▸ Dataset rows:
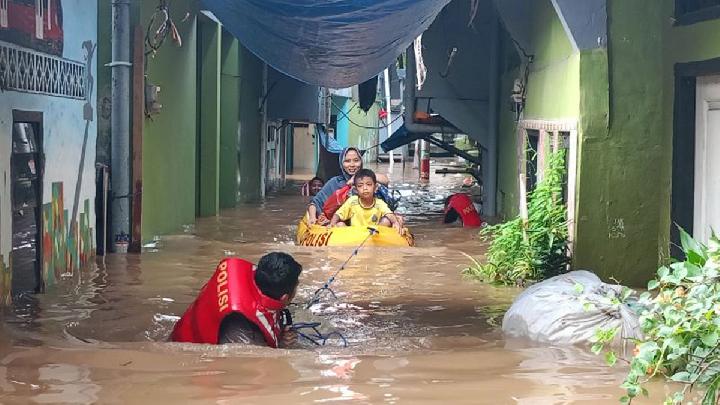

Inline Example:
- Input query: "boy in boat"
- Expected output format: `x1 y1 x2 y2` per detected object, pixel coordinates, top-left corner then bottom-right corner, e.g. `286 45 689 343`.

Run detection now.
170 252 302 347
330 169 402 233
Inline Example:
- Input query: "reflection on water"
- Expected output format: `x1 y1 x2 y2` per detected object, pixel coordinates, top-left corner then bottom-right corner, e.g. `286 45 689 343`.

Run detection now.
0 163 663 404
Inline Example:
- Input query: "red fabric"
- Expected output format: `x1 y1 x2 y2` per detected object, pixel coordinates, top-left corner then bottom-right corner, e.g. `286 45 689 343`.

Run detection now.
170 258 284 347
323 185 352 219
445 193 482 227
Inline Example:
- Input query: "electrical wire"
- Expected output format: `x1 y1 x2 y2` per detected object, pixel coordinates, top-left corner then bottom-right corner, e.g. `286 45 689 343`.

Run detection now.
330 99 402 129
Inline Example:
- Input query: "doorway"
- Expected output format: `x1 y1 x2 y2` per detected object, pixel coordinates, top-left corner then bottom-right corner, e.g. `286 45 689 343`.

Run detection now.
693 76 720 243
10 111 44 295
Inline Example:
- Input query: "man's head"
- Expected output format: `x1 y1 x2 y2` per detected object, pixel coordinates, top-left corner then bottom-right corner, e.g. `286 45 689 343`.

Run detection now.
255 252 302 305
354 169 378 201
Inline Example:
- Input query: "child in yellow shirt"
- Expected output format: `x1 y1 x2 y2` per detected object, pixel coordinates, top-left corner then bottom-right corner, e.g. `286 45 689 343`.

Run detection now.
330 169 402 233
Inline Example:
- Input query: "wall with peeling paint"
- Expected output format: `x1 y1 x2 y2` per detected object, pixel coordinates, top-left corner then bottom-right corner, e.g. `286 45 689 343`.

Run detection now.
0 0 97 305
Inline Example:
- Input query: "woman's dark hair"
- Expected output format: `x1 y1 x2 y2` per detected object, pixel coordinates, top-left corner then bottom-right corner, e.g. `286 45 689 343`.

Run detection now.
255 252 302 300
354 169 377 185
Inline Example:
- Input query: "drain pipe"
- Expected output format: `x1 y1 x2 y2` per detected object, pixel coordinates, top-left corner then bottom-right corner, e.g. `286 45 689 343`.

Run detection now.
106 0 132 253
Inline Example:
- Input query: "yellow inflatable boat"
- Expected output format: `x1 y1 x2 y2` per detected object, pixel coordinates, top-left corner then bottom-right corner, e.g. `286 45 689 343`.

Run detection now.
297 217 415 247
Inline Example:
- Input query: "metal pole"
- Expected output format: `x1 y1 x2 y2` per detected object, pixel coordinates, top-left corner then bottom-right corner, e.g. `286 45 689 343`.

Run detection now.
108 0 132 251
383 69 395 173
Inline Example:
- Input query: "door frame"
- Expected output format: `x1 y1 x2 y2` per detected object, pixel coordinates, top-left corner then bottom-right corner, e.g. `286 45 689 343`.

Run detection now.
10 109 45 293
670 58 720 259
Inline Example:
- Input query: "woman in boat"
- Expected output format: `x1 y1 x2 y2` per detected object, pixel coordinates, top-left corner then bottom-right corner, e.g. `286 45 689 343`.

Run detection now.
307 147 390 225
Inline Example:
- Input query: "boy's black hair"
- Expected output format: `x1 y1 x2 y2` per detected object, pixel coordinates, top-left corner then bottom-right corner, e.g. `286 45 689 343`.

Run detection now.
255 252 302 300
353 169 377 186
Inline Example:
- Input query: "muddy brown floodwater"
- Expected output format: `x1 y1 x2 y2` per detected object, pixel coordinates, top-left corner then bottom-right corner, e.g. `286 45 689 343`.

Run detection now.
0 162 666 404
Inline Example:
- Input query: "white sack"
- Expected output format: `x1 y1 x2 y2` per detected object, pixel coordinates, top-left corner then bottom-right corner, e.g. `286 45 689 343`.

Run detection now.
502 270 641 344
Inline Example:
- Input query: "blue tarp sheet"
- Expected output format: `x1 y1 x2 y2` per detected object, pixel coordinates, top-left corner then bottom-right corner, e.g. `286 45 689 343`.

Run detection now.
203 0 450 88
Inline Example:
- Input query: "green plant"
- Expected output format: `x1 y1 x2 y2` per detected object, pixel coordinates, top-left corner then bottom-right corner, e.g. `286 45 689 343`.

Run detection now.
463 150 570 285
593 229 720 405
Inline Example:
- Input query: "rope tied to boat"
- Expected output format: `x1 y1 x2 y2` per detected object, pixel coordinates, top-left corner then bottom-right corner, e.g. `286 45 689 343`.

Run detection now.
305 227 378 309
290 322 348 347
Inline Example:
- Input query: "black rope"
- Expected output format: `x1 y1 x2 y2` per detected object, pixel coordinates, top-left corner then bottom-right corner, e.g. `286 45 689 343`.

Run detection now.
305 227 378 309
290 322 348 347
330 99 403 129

▸ TASK DETAILS: Render the records above as a two-column CSV with the headers "query" and "boxes". Each record gets one row, with its text and its answer each in a single quoted field, line breaks replaced by spaces and pictures left out.

▸ RESPONSE TO THIS TASK:
query,boxes
"Inline Example: - Input query: ""boy in boat"" - Expected output format: `x1 y1 x2 y2` per detected object, pixel coordinates, top-left corner then bottom-right corner, e.g. `286 45 689 343`. Run detection now.","170 252 302 347 330 169 402 233"
"Inline Example: - Input query: ""reflection on water"" - Expected output format: `x1 y1 x2 y2` per detected object, pixel coordinates, top-left corner then bottom-right corner, e.g. `286 45 689 343`. Run detection now.","0 163 663 404"
"Inline Example: - Input query: ""red fabric"" - Expected output format: `x1 y1 x2 y2` per detected object, pixel coordinates, top-left corner then bottom-right corner, e.g. `286 45 689 343`. Run detection now.","170 258 284 347 323 185 352 219 445 193 482 227"
"Inline Example: - Input query: ""electrical wire"" - Expected output format: `x1 y1 x2 y2` per detected object, pixel coordinates, top-left corner then bottom-right corner, e.g. `286 45 689 343`. Run detection now.","330 99 402 129"
"Inline Example: - Input query: ""doorway"" - Expected output format: `x1 y1 x2 y2` per detected object, pixel coordinates, top-left corner then bottom-right corner, e.g. `286 45 689 343`. Run detection now.","693 76 720 243 10 111 44 295"
"Inline Example: - Input query: ""man's head"" - Expected output format: `x1 y1 x2 y2` per detected object, pixel coordinates, top-left corner then bottom-right corner, e.g. `286 45 689 343`. Run detection now.","255 252 302 305 354 169 378 201"
"Inline Example: - Input query: ""child in yellow shirt"" - Expected output format: `x1 y1 x2 y2` per detected object, pixel coordinates, top-left corner then bottom-right corner, e.g. `286 45 689 343`. Run detection now.","330 169 402 233"
"Inline Example: - Input query: ""wall with peeling paint"" - Expected output format: `x1 y1 x2 y2` per detected object, pixel coordinates, top-left corner then bottom-right corner, e.g. `286 45 689 343`. Run detection now.","0 0 97 305"
"Inline Example: - Input query: ""woman's dark hair"" - Expected output format: `x1 y1 x2 y2` per detected object, pixel coordinates, top-left corner then bottom-right corner, e.g. `286 45 689 343`. Run detection now.","255 252 302 300 354 169 377 185"
"Inline Example: - Input query: ""drain pipe"" - Expected output format: `x1 y1 x2 y2` per detected object, pixel coordinates, top-left corner then bottom-right corner, e.g. `286 45 689 343`. Run detection now.","106 0 132 253"
"Inline Example: - Input query: ""yellow inflatable boat"" - Expected output format: `x1 y1 x2 y2` per detected object, pixel coordinates, top-left corner then bottom-right corner, e.g. `286 45 689 343`. Run detection now.","297 217 415 247"
"Inline Example: - Input query: ""metal pole"" - Expected output format: `x1 y1 x2 y2` per detected object, pixel coordinates, top-left corner then bottom-right corner, e.g. `286 45 689 343`. Run detection now.","108 0 132 251 383 69 395 173"
"Inline Example: - Input query: ""door frame"" - Expected output format: `x1 y1 x2 y2` per detected object, pixel coordinates, top-left corner then bottom-right corner, e.g. `286 45 689 343`. Run detection now.","10 109 45 293 670 58 720 259"
"Inline Example: - Input query: ""woman in boat"" - Expected output format: `x1 y1 x2 y2` per detected object, pixel coordinates, top-left corner then bottom-right corner, e.g. `286 45 689 343`. Run detection now.","307 147 390 225"
"Inline Example: - Input query: ""boy's black hair"" - Expected output format: `x1 y1 x2 y2` per detected object, pixel coordinates, top-left corner then bottom-right corner, e.g. `286 45 689 343`. Run detection now.","255 252 302 300 353 169 377 186"
"Inline Example: - Input query: ""muddy brown floodwater"" - Expected output format: `x1 y1 x2 y2` per detected object, pixel coordinates, top-left corner then bottom-right corner, e.g. `286 45 689 343`. Run detection now.","0 162 666 404"
"Inline Example: - Input query: ""white sack"" - Expected output format: `x1 y1 x2 y2` per detected object, pixel coordinates, top-left corner then bottom-right corner, e.g. `286 45 689 343`. Run detection now.","502 270 641 344"
"Inline Example: - Input query: ""blue tarp sheet"" - Expected output format: `x1 y1 x2 y2` per detected object, pixel coordinates, top-left corner then bottom-right corner, e.g. `286 45 689 343`. Run detection now.","203 0 450 88"
"Inline Example: - Input query: ""green plant"" - Expected output format: `x1 y1 x2 y2` per detected object, pixel coordinates, top-left corner then bottom-right corner, e.g. `286 45 689 343`. Run detection now.","463 150 570 285 593 229 720 405"
"Inline Example: - Input query: ""rope tied to boat"" - Expected output format: `x1 y1 x2 y2` per detected object, pixel coordinates, top-left corner then bottom-right corner, e.g. `286 45 689 343`. Run detection now.","305 227 378 309 290 322 348 347"
"Inline Example: - Input query: ""black rope"" - Expected output format: `x1 y1 x2 y2` per detected object, pixel coordinates, top-left corner then bottom-right corner, e.g. `286 45 689 343`. Run detection now.","305 227 378 309 290 322 348 347 330 99 403 129"